> **THE TASK**
Please list every line from the material below that contains the word "bird", copying each such line in full. Case counts.

--- start ENTRIES SHOWN ---

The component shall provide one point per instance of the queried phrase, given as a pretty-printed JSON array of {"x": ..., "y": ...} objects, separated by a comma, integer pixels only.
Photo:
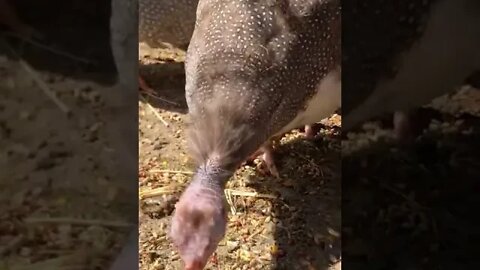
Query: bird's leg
[
  {"x": 144, "y": 87},
  {"x": 402, "y": 127},
  {"x": 8, "y": 17}
]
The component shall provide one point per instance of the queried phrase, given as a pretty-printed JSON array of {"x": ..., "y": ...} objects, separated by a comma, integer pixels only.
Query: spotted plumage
[
  {"x": 254, "y": 69},
  {"x": 167, "y": 22},
  {"x": 398, "y": 55}
]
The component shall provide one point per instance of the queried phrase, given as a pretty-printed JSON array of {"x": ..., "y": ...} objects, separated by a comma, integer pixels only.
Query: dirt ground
[
  {"x": 61, "y": 206},
  {"x": 290, "y": 223},
  {"x": 294, "y": 222},
  {"x": 414, "y": 207}
]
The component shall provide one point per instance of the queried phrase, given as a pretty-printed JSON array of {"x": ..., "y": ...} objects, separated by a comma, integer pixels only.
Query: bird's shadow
[{"x": 306, "y": 213}]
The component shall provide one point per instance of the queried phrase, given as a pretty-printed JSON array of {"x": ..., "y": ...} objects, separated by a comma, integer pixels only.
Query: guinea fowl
[
  {"x": 9, "y": 18},
  {"x": 165, "y": 23},
  {"x": 124, "y": 44},
  {"x": 399, "y": 56},
  {"x": 254, "y": 70}
]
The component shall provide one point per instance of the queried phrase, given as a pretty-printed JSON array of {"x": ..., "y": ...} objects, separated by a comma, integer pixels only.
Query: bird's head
[{"x": 198, "y": 224}]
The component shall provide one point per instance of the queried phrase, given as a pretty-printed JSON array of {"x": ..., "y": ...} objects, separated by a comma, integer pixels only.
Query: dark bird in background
[
  {"x": 124, "y": 44},
  {"x": 10, "y": 19},
  {"x": 399, "y": 55},
  {"x": 254, "y": 70},
  {"x": 166, "y": 23}
]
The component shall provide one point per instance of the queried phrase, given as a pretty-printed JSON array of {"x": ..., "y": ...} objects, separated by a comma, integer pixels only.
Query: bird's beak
[{"x": 194, "y": 265}]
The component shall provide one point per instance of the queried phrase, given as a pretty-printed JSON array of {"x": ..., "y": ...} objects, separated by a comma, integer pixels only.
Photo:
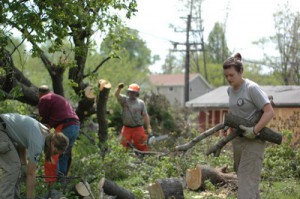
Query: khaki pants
[
  {"x": 10, "y": 167},
  {"x": 248, "y": 162}
]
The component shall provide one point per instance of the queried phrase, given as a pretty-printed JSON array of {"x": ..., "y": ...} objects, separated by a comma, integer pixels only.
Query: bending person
[
  {"x": 18, "y": 134},
  {"x": 57, "y": 112}
]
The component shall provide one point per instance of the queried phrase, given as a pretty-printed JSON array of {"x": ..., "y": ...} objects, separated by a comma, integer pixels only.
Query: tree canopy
[{"x": 50, "y": 26}]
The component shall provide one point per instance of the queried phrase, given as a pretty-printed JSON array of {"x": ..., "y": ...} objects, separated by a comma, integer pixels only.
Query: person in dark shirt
[{"x": 56, "y": 112}]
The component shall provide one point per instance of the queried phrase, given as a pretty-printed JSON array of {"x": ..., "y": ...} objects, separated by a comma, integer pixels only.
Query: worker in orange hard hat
[{"x": 134, "y": 117}]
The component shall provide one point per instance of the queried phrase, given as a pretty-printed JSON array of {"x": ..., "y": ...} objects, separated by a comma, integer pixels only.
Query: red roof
[{"x": 169, "y": 79}]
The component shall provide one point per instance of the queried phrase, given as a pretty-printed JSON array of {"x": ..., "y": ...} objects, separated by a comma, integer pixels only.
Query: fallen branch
[
  {"x": 196, "y": 177},
  {"x": 139, "y": 152},
  {"x": 111, "y": 188},
  {"x": 233, "y": 121},
  {"x": 166, "y": 188},
  {"x": 200, "y": 137}
]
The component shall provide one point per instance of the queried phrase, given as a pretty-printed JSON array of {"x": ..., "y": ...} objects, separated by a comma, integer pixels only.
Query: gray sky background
[{"x": 247, "y": 21}]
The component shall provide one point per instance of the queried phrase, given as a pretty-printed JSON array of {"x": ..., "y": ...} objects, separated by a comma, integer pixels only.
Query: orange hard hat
[{"x": 134, "y": 88}]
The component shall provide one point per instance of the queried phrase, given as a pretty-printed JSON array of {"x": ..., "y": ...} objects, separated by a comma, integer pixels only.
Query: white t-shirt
[
  {"x": 133, "y": 111},
  {"x": 25, "y": 131}
]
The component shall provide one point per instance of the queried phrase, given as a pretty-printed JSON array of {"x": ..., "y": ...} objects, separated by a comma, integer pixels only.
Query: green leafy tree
[
  {"x": 286, "y": 63},
  {"x": 217, "y": 49},
  {"x": 76, "y": 23}
]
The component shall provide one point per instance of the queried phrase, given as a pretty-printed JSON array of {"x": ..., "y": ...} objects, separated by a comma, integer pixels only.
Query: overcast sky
[{"x": 247, "y": 21}]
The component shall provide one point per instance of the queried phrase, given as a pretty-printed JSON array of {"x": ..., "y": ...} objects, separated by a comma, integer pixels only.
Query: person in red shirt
[{"x": 56, "y": 112}]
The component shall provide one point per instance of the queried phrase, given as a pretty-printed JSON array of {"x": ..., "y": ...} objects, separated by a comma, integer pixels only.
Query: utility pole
[
  {"x": 188, "y": 49},
  {"x": 187, "y": 62}
]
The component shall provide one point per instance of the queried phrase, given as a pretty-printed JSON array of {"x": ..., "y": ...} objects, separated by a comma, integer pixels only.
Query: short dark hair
[
  {"x": 235, "y": 61},
  {"x": 44, "y": 89}
]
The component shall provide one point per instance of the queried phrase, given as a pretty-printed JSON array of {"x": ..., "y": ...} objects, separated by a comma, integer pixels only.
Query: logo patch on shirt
[
  {"x": 240, "y": 102},
  {"x": 37, "y": 157}
]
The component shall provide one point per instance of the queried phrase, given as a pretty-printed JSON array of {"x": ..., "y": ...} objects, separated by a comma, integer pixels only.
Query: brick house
[
  {"x": 172, "y": 86},
  {"x": 213, "y": 105}
]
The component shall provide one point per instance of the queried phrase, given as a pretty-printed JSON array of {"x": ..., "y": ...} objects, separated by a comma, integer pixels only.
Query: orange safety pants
[
  {"x": 137, "y": 135},
  {"x": 50, "y": 168}
]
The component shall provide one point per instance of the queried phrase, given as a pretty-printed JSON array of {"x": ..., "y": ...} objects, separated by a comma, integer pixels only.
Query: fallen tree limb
[
  {"x": 196, "y": 177},
  {"x": 111, "y": 188},
  {"x": 139, "y": 152},
  {"x": 265, "y": 134},
  {"x": 166, "y": 188},
  {"x": 233, "y": 121},
  {"x": 200, "y": 137}
]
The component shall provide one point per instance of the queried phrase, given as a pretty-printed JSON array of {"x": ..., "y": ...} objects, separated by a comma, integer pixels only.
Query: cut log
[
  {"x": 196, "y": 177},
  {"x": 112, "y": 189},
  {"x": 166, "y": 188},
  {"x": 233, "y": 121},
  {"x": 200, "y": 137},
  {"x": 101, "y": 102},
  {"x": 265, "y": 134},
  {"x": 83, "y": 189}
]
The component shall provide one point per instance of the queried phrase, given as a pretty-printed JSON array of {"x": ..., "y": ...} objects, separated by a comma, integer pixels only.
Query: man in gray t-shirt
[{"x": 21, "y": 135}]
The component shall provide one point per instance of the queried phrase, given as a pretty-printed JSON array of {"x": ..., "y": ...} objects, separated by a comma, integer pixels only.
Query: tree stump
[
  {"x": 101, "y": 102},
  {"x": 166, "y": 188},
  {"x": 196, "y": 177},
  {"x": 111, "y": 188}
]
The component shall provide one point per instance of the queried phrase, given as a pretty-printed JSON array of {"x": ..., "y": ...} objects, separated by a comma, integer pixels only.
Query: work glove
[
  {"x": 120, "y": 85},
  {"x": 151, "y": 139},
  {"x": 248, "y": 132},
  {"x": 23, "y": 172},
  {"x": 149, "y": 130}
]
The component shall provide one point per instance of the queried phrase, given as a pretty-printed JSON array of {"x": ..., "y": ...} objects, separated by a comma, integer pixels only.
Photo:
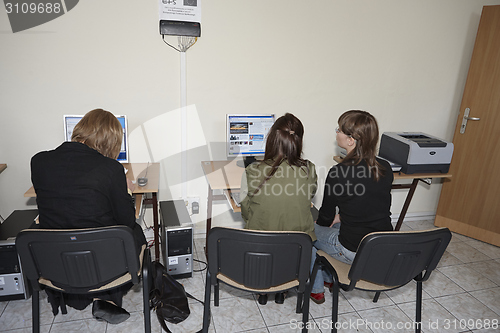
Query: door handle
[{"x": 464, "y": 120}]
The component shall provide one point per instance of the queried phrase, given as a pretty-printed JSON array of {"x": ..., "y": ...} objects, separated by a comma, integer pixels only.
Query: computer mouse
[{"x": 142, "y": 181}]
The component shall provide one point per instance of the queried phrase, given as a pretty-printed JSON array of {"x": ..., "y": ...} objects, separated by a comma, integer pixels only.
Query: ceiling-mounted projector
[{"x": 180, "y": 28}]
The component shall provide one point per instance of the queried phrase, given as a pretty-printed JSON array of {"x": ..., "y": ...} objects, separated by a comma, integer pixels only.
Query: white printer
[{"x": 416, "y": 152}]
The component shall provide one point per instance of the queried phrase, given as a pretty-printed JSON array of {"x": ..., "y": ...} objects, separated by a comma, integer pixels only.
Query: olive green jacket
[{"x": 283, "y": 202}]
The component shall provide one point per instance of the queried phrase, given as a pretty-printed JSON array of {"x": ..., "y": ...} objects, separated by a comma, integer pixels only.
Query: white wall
[{"x": 405, "y": 61}]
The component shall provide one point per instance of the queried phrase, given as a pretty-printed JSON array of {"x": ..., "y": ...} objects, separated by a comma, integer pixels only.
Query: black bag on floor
[{"x": 168, "y": 297}]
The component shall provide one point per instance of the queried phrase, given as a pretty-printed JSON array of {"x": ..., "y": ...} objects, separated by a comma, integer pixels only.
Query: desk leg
[
  {"x": 155, "y": 226},
  {"x": 209, "y": 213},
  {"x": 406, "y": 204}
]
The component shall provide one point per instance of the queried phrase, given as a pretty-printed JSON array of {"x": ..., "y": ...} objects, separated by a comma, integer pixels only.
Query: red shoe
[{"x": 318, "y": 298}]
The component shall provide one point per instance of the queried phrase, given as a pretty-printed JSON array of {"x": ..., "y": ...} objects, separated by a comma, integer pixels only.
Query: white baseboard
[{"x": 419, "y": 216}]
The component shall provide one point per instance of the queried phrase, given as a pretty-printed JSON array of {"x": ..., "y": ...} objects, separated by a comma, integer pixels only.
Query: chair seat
[
  {"x": 385, "y": 261},
  {"x": 281, "y": 287}
]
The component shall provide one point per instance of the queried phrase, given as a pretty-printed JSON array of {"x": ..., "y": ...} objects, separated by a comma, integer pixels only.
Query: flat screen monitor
[
  {"x": 246, "y": 134},
  {"x": 71, "y": 120}
]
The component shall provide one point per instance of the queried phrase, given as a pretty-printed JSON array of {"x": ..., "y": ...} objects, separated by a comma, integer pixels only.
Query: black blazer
[{"x": 77, "y": 187}]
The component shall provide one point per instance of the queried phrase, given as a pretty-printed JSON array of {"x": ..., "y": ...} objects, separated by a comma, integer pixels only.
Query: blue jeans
[{"x": 328, "y": 241}]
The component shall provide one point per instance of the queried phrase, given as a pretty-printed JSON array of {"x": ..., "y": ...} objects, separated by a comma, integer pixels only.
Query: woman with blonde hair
[
  {"x": 80, "y": 184},
  {"x": 359, "y": 187}
]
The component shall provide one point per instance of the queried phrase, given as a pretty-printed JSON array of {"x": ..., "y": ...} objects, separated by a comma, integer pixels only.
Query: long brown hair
[
  {"x": 100, "y": 130},
  {"x": 362, "y": 127},
  {"x": 284, "y": 142}
]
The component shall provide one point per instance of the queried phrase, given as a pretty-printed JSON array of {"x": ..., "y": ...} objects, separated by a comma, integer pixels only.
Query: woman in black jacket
[
  {"x": 359, "y": 187},
  {"x": 80, "y": 184}
]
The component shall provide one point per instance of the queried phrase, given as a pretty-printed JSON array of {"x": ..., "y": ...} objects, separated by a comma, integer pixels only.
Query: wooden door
[{"x": 470, "y": 201}]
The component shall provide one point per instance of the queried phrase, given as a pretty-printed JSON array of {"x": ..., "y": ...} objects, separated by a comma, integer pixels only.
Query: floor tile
[
  {"x": 490, "y": 298},
  {"x": 434, "y": 316},
  {"x": 386, "y": 319},
  {"x": 466, "y": 253},
  {"x": 440, "y": 285},
  {"x": 491, "y": 251},
  {"x": 467, "y": 278},
  {"x": 237, "y": 314}
]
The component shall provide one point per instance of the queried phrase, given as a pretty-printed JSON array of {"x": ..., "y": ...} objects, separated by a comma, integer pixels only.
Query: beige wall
[{"x": 404, "y": 61}]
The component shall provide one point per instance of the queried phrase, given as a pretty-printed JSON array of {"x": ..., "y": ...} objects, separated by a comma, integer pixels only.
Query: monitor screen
[
  {"x": 71, "y": 120},
  {"x": 246, "y": 134}
]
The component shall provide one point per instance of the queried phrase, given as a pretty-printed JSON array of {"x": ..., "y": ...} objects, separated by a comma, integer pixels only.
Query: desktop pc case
[
  {"x": 177, "y": 238},
  {"x": 13, "y": 285}
]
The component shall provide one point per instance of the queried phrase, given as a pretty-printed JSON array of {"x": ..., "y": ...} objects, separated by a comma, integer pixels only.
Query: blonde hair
[{"x": 100, "y": 130}]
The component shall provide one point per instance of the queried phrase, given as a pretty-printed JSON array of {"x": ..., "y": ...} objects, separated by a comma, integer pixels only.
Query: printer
[{"x": 416, "y": 152}]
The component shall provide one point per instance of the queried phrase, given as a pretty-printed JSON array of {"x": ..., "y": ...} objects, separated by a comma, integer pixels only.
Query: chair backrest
[
  {"x": 259, "y": 259},
  {"x": 78, "y": 260},
  {"x": 395, "y": 258}
]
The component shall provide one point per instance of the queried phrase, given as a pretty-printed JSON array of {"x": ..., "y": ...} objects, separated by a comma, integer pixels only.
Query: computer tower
[
  {"x": 179, "y": 245},
  {"x": 177, "y": 238},
  {"x": 13, "y": 285}
]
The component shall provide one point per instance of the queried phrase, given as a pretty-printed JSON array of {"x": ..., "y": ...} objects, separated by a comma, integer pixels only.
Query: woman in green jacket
[{"x": 277, "y": 191}]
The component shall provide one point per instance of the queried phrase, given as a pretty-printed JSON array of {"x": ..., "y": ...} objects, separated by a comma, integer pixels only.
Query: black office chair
[
  {"x": 82, "y": 261},
  {"x": 386, "y": 261},
  {"x": 260, "y": 262}
]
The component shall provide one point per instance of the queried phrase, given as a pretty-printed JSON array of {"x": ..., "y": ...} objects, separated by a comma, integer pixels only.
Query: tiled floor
[{"x": 464, "y": 290}]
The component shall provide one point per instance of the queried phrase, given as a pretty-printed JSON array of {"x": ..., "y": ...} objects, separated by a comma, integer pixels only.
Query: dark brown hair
[
  {"x": 100, "y": 130},
  {"x": 362, "y": 127},
  {"x": 284, "y": 142}
]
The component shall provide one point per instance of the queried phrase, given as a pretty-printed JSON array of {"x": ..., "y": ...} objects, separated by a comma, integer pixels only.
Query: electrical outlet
[{"x": 193, "y": 205}]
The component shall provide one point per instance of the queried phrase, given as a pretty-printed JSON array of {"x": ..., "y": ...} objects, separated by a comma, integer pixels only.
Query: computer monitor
[
  {"x": 246, "y": 134},
  {"x": 71, "y": 120}
]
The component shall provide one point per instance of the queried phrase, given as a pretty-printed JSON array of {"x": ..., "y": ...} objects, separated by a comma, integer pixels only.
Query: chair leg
[
  {"x": 300, "y": 299},
  {"x": 305, "y": 306},
  {"x": 206, "y": 305},
  {"x": 335, "y": 305},
  {"x": 216, "y": 293},
  {"x": 145, "y": 291},
  {"x": 35, "y": 310},
  {"x": 418, "y": 314}
]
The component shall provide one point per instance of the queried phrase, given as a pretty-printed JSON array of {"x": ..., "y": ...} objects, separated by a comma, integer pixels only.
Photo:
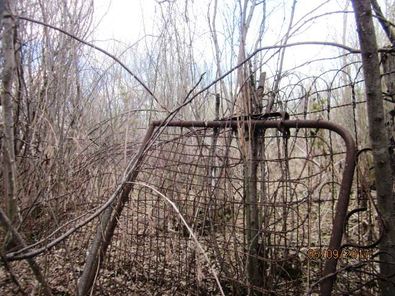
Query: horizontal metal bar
[{"x": 329, "y": 273}]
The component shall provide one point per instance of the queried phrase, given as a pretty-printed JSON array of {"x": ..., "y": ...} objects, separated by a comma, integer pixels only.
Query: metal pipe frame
[{"x": 329, "y": 273}]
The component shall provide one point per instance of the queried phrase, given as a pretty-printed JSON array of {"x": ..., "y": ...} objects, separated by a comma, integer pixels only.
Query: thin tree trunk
[
  {"x": 379, "y": 142},
  {"x": 8, "y": 161}
]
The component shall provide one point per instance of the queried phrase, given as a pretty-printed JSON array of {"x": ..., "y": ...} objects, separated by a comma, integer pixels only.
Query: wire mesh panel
[{"x": 205, "y": 207}]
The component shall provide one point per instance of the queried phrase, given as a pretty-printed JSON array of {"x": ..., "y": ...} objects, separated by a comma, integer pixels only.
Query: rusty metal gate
[{"x": 207, "y": 217}]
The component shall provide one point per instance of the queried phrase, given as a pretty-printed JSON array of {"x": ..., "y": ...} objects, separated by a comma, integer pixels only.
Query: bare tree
[{"x": 379, "y": 141}]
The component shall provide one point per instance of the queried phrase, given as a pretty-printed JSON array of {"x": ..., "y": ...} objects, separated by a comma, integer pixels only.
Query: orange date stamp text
[{"x": 342, "y": 254}]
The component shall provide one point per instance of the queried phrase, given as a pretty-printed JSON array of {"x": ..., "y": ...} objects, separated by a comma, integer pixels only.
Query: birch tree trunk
[{"x": 379, "y": 142}]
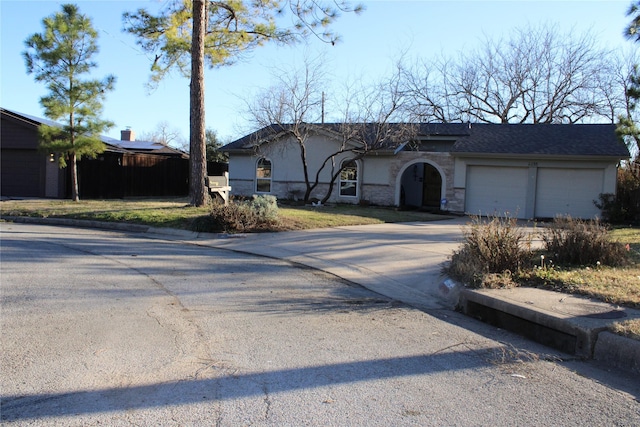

--- end ENTRIES SHOWN ---

> **REPLY**
Query: bird's leg
Query: bird's shadow
Query: bird's head
Query: dark bird in background
Query: bird's beak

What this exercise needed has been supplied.